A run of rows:

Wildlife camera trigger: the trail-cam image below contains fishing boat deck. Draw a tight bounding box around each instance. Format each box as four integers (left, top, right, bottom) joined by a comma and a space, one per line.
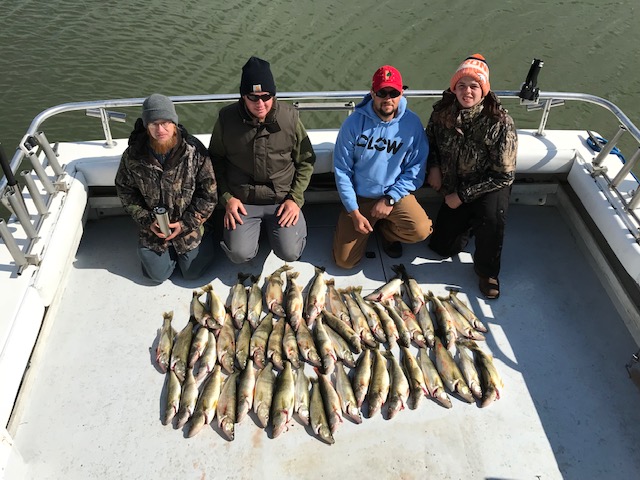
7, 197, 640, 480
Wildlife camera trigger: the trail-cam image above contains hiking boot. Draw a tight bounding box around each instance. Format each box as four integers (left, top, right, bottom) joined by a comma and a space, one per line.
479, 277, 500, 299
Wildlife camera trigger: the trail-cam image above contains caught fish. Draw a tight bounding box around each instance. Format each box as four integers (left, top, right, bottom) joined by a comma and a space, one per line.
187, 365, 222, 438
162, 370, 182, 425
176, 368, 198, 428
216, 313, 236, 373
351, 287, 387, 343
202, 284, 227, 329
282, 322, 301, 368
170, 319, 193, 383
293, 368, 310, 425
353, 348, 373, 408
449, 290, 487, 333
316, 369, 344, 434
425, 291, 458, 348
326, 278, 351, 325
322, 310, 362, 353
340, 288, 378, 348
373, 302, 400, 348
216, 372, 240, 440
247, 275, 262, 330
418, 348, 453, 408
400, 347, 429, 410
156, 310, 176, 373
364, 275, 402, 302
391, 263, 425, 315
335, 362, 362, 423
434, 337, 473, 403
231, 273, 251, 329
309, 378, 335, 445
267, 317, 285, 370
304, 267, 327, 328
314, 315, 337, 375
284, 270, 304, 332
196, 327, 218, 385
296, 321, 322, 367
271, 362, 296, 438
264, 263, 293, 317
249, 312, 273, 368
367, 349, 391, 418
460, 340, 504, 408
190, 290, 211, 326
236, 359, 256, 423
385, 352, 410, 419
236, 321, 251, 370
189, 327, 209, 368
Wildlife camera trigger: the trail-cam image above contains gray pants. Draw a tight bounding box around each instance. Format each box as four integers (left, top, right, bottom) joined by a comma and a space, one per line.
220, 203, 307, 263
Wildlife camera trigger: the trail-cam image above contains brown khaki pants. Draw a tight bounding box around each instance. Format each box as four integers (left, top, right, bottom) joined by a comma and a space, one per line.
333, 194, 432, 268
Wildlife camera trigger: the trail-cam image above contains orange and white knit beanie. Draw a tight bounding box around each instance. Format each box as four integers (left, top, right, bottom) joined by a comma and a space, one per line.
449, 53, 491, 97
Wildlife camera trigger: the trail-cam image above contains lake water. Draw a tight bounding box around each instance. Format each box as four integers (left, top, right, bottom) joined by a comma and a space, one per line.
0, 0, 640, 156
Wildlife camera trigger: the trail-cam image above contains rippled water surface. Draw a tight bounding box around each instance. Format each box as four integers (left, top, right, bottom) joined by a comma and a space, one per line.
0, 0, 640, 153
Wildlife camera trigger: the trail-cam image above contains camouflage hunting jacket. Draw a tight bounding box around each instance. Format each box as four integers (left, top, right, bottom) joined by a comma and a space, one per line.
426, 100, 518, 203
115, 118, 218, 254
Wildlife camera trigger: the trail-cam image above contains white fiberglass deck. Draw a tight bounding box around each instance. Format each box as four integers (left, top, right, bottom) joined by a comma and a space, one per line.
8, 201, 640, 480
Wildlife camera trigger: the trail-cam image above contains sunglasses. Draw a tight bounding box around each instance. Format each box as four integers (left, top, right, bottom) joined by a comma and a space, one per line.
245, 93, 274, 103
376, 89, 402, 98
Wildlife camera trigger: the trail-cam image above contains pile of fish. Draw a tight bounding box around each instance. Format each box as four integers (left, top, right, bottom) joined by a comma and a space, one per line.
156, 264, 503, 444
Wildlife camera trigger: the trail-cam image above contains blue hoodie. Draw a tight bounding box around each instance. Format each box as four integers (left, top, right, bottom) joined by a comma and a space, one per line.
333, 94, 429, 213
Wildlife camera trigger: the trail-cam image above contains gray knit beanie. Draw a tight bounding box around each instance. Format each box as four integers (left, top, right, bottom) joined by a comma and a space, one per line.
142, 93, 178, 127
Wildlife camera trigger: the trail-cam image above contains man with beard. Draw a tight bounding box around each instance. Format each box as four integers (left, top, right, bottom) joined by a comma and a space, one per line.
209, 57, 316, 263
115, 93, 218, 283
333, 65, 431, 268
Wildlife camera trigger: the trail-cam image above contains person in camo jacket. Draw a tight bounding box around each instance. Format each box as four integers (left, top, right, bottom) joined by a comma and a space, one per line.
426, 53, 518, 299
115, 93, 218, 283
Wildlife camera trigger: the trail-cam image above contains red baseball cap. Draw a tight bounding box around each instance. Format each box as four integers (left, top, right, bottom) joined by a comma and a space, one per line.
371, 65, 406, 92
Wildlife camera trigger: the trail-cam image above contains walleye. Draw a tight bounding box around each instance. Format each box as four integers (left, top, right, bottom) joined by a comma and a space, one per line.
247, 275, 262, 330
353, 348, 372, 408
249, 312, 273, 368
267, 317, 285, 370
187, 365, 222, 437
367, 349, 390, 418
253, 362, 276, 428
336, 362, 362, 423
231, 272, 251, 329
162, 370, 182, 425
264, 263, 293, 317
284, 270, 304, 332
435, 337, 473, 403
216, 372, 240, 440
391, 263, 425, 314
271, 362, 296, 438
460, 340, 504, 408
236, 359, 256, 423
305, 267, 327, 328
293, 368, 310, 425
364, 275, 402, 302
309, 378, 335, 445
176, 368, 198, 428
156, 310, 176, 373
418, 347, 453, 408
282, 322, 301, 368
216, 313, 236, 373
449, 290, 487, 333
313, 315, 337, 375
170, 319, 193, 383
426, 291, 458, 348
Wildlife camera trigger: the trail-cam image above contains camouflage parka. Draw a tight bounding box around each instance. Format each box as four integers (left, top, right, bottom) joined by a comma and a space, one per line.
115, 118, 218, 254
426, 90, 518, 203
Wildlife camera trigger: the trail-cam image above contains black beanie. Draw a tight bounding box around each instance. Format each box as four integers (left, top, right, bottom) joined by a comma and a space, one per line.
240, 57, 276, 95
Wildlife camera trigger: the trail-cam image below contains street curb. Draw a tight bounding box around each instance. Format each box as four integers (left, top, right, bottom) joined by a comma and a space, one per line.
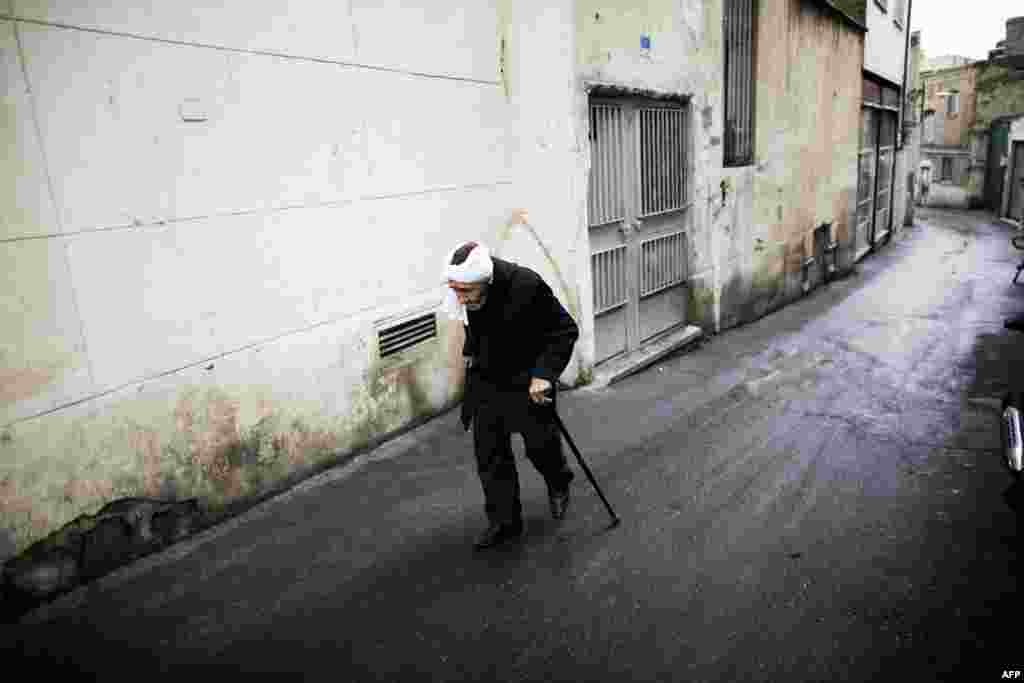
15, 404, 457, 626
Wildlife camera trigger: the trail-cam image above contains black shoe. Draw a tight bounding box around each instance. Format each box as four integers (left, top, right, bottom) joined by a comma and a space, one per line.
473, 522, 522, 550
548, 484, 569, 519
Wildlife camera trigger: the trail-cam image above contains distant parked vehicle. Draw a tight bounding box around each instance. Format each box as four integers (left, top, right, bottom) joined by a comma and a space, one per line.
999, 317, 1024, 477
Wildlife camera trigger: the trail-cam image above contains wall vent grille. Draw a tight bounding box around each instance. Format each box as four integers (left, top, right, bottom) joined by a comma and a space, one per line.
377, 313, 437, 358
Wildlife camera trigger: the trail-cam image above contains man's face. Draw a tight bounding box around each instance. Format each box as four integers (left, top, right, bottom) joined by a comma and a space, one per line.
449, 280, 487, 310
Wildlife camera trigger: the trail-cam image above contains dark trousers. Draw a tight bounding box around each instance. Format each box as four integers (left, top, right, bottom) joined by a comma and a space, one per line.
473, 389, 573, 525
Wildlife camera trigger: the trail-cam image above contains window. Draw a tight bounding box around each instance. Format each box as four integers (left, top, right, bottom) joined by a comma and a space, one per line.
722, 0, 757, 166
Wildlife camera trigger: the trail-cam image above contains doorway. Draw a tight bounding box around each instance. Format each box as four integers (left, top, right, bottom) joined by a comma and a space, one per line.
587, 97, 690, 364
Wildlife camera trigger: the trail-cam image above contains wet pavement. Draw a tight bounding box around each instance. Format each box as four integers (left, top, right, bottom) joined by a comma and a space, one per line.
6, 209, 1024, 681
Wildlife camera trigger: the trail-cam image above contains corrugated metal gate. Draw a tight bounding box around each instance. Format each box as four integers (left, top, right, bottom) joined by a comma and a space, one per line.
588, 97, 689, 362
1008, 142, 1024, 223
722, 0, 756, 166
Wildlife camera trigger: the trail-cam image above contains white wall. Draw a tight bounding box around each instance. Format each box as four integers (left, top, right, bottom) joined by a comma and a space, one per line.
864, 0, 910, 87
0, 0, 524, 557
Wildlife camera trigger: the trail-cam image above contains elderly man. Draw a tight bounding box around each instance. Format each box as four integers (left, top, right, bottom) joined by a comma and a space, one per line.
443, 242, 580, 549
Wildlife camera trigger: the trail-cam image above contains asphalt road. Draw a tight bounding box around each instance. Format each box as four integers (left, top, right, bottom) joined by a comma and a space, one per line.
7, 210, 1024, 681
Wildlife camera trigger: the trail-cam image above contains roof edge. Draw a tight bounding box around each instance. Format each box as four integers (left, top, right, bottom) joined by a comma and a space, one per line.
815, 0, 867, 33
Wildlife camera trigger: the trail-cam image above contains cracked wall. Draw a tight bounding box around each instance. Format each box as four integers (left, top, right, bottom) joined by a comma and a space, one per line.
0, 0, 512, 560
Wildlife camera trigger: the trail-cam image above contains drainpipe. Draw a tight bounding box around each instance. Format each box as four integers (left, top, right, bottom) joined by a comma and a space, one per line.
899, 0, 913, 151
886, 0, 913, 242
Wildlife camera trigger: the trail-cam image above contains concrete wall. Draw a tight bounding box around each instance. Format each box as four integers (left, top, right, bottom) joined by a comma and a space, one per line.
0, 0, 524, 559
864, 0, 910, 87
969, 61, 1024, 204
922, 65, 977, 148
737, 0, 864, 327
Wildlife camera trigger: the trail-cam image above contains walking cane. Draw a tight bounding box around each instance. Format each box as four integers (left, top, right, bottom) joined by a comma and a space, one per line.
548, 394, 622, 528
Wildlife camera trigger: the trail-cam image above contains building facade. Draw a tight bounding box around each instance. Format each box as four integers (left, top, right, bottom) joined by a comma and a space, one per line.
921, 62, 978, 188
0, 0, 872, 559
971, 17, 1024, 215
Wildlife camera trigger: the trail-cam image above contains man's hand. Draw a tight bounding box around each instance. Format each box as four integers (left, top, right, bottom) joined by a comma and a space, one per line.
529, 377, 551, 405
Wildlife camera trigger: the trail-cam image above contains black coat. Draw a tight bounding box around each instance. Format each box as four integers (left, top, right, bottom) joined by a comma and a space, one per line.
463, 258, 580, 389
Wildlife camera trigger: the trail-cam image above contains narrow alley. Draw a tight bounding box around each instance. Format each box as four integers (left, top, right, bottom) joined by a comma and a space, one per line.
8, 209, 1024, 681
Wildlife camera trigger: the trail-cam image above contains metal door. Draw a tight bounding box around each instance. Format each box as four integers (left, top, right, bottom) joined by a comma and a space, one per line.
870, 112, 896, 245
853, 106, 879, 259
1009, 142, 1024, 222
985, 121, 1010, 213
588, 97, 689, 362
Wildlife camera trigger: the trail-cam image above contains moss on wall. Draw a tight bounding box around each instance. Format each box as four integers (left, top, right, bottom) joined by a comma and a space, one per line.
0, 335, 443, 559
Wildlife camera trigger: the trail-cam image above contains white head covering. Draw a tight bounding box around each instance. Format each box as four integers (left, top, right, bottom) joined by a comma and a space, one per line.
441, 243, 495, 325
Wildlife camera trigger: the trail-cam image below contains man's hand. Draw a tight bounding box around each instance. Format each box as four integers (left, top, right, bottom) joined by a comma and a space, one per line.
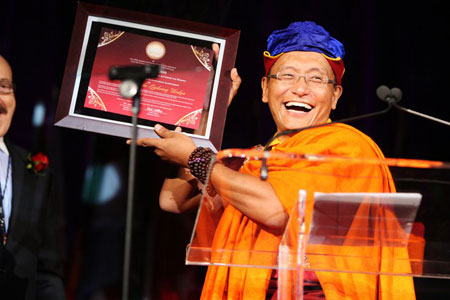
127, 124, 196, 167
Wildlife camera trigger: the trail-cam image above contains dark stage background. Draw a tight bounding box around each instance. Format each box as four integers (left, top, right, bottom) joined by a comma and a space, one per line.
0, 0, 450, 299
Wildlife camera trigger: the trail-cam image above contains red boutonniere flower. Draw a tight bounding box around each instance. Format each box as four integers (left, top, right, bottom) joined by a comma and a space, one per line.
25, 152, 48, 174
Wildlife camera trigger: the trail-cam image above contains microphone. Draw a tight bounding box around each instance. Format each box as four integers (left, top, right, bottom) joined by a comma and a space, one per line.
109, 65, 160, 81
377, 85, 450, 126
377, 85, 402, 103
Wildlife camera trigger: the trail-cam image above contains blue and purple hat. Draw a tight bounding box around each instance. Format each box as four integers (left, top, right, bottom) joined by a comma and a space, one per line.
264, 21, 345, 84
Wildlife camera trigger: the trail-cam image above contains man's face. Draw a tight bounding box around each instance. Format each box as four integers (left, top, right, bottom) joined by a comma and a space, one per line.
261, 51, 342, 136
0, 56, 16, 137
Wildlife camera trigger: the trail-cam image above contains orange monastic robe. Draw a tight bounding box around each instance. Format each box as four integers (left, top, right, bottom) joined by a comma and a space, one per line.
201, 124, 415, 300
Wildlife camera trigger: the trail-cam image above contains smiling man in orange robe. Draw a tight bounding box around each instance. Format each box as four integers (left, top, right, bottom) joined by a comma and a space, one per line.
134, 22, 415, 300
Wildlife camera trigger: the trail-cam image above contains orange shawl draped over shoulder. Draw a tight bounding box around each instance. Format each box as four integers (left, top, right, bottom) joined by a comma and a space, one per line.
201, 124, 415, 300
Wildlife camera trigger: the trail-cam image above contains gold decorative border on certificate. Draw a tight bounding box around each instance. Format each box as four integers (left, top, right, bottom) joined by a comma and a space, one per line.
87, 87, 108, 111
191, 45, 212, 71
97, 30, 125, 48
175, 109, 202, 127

> The problem: Please recast the rows between the line containing "above contains concrete" and the line containing "737, 0, 864, 327", inclusive, as a numbered list, leaving out any blank lines.

> Expected output:
1. Wildlife camera trigger: the trail-cam image above contains concrete wall. Draw a tight bounding box around each instance. Format each box as four integers (left, top, right, bottom) joined by a comma and a space, one per line.
2. 0, 0, 524, 559
3. 864, 0, 910, 87
4. 969, 61, 1024, 204
5. 922, 65, 977, 148
6. 737, 0, 864, 327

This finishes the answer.